Aufgabenstellung. Gib die Liste ab der Zeile mit „Please mark the chin, one“ bis einschließlich ihres Endes erneut aus und ersetze darin „ponytail“ durch „braid“. Alles Übrige bleibt unverändert.

Vorliegendes Material.

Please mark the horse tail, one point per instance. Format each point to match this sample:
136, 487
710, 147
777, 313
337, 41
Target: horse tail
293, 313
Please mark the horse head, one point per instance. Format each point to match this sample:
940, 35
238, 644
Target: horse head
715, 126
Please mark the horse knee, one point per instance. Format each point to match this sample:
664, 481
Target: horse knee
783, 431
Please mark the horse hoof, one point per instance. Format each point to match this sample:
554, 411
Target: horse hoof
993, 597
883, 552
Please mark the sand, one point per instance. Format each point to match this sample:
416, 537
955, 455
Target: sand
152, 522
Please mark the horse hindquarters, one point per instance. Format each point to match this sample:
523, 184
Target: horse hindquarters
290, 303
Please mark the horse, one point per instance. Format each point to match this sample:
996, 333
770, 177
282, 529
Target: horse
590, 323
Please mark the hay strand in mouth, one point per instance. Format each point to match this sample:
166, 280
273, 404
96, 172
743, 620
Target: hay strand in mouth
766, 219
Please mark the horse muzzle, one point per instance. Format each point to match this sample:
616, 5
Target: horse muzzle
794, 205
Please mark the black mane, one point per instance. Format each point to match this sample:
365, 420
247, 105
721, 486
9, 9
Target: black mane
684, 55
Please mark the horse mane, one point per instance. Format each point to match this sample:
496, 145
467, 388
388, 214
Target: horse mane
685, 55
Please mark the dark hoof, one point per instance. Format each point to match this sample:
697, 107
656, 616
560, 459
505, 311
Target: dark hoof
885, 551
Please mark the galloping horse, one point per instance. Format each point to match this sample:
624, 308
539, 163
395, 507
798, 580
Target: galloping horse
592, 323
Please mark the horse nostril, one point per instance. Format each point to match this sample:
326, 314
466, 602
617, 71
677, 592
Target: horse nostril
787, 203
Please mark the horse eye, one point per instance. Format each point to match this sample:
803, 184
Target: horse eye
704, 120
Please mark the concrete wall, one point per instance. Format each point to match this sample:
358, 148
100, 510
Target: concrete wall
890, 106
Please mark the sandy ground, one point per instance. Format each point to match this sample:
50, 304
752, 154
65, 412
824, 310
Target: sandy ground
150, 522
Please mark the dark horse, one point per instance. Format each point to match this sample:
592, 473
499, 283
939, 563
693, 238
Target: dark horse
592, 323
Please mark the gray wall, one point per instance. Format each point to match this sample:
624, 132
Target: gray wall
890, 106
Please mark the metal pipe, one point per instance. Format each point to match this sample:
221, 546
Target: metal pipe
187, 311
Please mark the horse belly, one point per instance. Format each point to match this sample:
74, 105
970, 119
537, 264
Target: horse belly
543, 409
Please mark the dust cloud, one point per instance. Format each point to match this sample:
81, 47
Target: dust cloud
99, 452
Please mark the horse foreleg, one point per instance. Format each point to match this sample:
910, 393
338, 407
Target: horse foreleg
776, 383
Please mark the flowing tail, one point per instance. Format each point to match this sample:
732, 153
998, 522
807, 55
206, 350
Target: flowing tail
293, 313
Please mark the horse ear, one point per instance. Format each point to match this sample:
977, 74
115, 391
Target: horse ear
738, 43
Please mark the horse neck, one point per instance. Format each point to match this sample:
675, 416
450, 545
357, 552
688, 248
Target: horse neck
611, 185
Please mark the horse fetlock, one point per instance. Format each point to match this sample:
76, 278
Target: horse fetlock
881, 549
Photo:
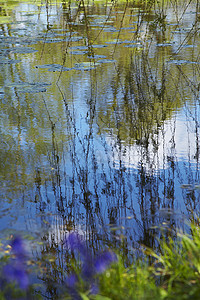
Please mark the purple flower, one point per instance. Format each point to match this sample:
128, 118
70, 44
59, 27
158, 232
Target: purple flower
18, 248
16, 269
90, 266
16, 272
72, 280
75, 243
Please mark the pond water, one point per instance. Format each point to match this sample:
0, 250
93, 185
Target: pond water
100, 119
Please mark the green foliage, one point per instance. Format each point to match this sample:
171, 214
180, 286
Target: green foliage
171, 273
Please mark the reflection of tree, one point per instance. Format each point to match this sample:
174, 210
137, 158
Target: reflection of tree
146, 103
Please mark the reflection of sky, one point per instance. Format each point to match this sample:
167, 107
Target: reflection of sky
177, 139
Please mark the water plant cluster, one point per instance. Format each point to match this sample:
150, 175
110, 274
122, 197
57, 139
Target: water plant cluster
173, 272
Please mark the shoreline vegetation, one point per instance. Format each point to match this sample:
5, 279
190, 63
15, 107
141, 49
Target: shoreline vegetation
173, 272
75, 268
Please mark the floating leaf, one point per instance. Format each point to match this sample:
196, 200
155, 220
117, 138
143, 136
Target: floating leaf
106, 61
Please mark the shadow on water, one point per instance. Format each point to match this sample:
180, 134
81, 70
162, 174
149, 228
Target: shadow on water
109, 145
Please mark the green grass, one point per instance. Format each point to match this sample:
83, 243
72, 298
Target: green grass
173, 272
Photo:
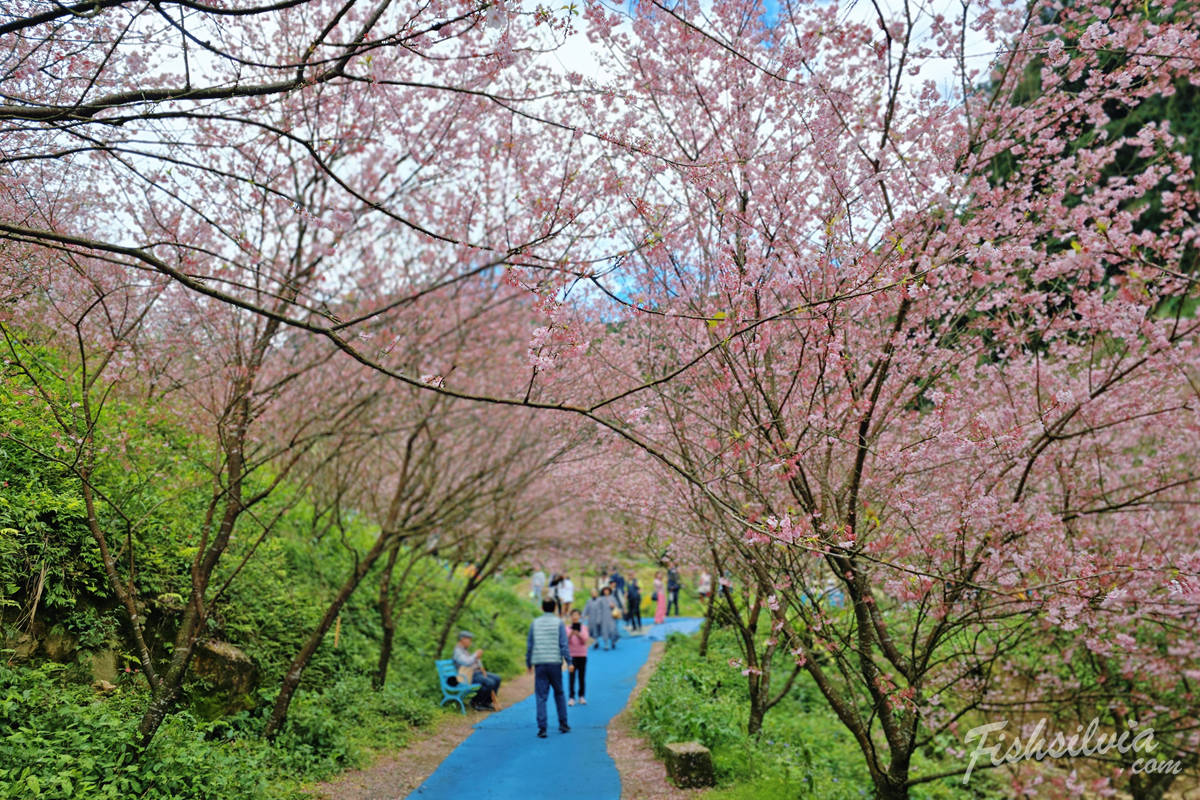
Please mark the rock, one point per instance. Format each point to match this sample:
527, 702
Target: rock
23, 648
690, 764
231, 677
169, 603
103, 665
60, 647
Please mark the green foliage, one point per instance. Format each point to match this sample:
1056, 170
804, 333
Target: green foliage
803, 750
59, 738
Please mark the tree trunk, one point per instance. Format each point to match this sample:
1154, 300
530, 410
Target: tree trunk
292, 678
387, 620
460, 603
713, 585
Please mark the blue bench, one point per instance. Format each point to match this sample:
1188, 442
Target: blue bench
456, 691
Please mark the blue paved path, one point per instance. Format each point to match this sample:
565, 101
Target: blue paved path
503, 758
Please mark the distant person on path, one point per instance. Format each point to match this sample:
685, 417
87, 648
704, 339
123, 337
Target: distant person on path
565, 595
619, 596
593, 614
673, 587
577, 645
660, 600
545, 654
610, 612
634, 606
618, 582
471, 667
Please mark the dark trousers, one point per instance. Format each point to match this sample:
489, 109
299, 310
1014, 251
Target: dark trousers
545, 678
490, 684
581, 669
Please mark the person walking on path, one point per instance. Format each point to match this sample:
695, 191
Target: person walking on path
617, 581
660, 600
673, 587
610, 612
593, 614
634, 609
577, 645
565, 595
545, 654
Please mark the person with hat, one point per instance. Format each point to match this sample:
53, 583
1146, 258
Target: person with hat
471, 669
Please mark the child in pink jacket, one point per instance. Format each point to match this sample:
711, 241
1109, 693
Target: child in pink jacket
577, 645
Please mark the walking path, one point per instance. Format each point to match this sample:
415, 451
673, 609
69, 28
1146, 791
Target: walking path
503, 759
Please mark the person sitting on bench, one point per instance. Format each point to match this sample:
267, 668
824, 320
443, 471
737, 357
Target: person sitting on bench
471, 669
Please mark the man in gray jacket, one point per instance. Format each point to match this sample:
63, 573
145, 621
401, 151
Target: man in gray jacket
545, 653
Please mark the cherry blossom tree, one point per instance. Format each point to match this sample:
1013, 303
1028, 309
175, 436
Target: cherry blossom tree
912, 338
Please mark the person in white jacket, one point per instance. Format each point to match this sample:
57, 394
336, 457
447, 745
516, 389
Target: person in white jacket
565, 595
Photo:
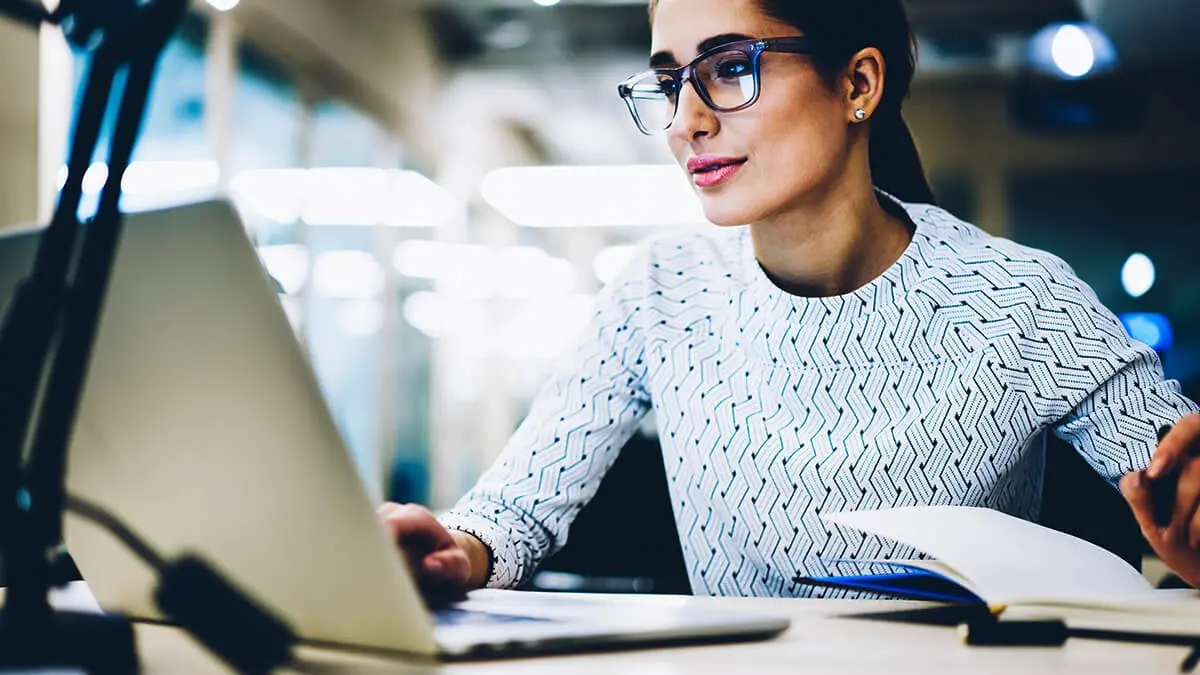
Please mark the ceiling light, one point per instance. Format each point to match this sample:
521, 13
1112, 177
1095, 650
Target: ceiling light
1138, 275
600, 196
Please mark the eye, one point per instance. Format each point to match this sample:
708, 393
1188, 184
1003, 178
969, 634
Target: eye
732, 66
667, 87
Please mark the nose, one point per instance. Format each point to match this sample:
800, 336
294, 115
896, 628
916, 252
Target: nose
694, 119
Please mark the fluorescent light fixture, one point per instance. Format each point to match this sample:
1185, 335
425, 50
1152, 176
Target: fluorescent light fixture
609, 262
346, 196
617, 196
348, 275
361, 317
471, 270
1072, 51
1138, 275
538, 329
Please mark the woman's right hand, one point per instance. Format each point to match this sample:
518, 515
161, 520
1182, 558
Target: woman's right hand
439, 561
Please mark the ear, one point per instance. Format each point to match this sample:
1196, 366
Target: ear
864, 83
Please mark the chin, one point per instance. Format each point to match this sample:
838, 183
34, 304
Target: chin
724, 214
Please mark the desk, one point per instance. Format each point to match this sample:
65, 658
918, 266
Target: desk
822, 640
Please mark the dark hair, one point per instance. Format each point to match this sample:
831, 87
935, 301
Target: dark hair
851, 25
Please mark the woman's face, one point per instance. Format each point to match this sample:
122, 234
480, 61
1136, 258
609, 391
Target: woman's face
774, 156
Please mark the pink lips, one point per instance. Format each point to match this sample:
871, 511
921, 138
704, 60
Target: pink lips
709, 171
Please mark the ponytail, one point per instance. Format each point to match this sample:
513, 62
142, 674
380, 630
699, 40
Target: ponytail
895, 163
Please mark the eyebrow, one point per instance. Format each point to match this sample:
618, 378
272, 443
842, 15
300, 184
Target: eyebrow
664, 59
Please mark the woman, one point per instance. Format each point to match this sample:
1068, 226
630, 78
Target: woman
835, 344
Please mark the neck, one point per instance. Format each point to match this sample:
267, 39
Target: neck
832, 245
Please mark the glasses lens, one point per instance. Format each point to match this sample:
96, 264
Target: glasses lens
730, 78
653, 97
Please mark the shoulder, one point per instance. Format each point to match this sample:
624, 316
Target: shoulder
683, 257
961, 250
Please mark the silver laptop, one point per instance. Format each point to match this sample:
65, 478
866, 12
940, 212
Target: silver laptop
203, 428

Antwort.
Please mark the chin, one point per instance. Format each point to match this sample:
838, 183
34, 304
Target: chin
724, 214
Please mark the desk, one point per instance. Format each point to match this sample:
65, 658
918, 266
Target: desk
822, 640
Please mark the dark hair, one point per instance. Format each point to match this sample:
831, 87
935, 301
Target: dark hair
851, 25
Please mark the woman's face, one point per instance. Format each point to match this sample:
122, 234
480, 61
1136, 258
609, 391
Target: woman's face
774, 156
Please mark the pink lips, one point per instance. Format each point to match this sample:
871, 511
921, 138
704, 60
Target: pink lips
709, 171
Please mark the braid, one point per instance. Format each point to match this sample:
513, 62
142, 674
380, 630
699, 40
Target: braid
895, 163
Please mark the eyebrow, one point per instance. Format each point to match this sample:
618, 378
272, 443
842, 15
300, 184
Target: eyebrow
664, 59
Please mark the woman, one point per instance. Format each point to match this sample:
1068, 226
630, 78
Target: woman
835, 344
Please mark the neck, one point per instance. Format each point to match this sample:
267, 39
Target: neck
832, 245
Please mark the glasses lens, one point per instance. Format each point to match this sample:
96, 264
Target: glasses lens
730, 78
653, 97
Please mark the shoulder, one point per instance. Format each point to match this sample:
624, 316
Target: shoulder
683, 257
961, 250
Please mark the silver laptop, one point per instance. Format each point to match this sample:
65, 478
866, 12
940, 212
Target: silver laptop
203, 428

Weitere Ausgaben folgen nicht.